(Stored entries)
● ● ● ● ●

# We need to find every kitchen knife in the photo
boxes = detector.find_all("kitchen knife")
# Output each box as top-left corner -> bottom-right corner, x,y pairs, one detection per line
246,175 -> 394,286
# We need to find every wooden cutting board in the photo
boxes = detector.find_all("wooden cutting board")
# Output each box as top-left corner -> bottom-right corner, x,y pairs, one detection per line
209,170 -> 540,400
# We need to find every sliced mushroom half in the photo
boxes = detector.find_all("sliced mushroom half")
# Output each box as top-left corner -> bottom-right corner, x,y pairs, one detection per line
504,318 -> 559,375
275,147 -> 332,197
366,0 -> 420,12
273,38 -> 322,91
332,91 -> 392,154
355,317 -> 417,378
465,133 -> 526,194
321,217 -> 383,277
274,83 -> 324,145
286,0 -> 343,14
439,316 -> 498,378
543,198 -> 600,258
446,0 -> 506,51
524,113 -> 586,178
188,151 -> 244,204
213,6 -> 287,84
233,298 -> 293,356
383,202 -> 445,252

● ● ● ● ●

[REQUIREMENT]:
Within the entries, find all lines holding "cutting" and copy each one.

[SOLUTION FOR THIS EXERCISE]:
# We need to find every wooden cutting board in the photo
boxes = detector.find_all("wooden cutting board")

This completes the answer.